* Start DATA *
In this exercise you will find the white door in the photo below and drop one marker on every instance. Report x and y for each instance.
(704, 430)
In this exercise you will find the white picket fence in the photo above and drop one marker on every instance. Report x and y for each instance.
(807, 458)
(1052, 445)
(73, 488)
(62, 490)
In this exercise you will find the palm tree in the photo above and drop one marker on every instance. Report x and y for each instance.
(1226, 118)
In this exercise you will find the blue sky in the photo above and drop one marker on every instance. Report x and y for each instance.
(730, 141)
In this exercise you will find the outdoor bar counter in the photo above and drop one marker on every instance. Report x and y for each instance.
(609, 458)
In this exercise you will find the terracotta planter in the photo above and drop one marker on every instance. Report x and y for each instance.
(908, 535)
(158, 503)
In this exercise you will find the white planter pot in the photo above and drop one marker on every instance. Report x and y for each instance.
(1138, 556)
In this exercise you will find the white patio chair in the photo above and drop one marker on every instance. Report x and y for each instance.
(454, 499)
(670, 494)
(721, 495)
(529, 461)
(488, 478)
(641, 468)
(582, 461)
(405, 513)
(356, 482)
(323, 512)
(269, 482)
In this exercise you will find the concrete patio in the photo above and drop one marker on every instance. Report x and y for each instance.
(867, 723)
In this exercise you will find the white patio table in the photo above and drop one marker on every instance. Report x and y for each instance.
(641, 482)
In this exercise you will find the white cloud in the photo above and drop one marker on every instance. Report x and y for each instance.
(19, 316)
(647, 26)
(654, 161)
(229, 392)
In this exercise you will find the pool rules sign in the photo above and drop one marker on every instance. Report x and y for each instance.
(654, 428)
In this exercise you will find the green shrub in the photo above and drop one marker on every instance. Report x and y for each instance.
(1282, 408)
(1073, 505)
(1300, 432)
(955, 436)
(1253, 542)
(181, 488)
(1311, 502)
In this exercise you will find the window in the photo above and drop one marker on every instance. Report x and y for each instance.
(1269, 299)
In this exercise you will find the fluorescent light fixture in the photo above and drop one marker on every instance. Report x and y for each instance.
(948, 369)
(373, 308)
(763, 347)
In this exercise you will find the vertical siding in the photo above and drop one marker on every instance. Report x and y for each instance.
* End DATA *
WHAT YOU HAVE TO DO |
Reproduce all of the data above word for word, keeping every line in its original order.

THE SOLUTION |
In this exercise you will find the white door in the photo below and drop one marker on every instance. Report x and y for each instance.
(704, 430)
In this exercise you will find the white picket fence in the photo above and drop one marker on every instance. Report x and y for each instance.
(807, 458)
(1052, 445)
(73, 488)
(62, 490)
In this exercise you will find the palm tree in the photo above and drop one marker on every instance. Report x and y for each instance.
(1226, 118)
In this exercise you will find the blue sky in the photo above and drop one marker on every instance. Report x and y for each instance.
(730, 141)
In this exercise you will find the outdoor bar counter in the photo above and drop one marker on every instance. Report x and y for each instance.
(609, 458)
In this exercise you will find the terracotta planter in the photo above and drop one marker on every instance. Report x and y for each instance.
(908, 535)
(158, 503)
In this exercise you will find the white planter pot in the photo above and drop one marker on every instance. Report x and y for each instance.
(1138, 556)
In this exercise you will find the white patio chair in the photo above and drop one marker on every instance. Report x and y for each instance.
(454, 499)
(670, 494)
(721, 495)
(529, 461)
(488, 478)
(641, 468)
(582, 461)
(405, 513)
(356, 482)
(323, 512)
(269, 482)
In this exercise you will find the concrete patio in the photo above and drop one marker on every instance. Report x and y for each instance.
(867, 723)
In this exercise you will find the white patio table in the photo above and drop one marker on every instance. Report x and y for each instance.
(641, 482)
In this exercise you will find the white cloud in the photo above and drop one marker on every instance. Report x and y for each instance.
(19, 316)
(647, 26)
(654, 161)
(229, 392)
In this exercise you will find the pool rules sign in the photo above and drop one marker on every instance. Report x and y for each instance.
(654, 428)
In this exercise you will find the green shrub in the photo above and drop one marker on every instance. Report x and y for each instance.
(1282, 408)
(1073, 505)
(1300, 432)
(955, 436)
(1253, 542)
(181, 488)
(1311, 502)
In this exercise you will find the window in the photo above and drop one marker on every instance. Report x and y for each instance.
(1269, 299)
In this exercise you will find the fluorescent light fixture in the photo above and drop one marker on every instance. Report x and y for each instance.
(948, 369)
(373, 308)
(763, 347)
In this exercise you will find the vertical siding in the photo above and drop one marker on every instance. Report x and y for each instance.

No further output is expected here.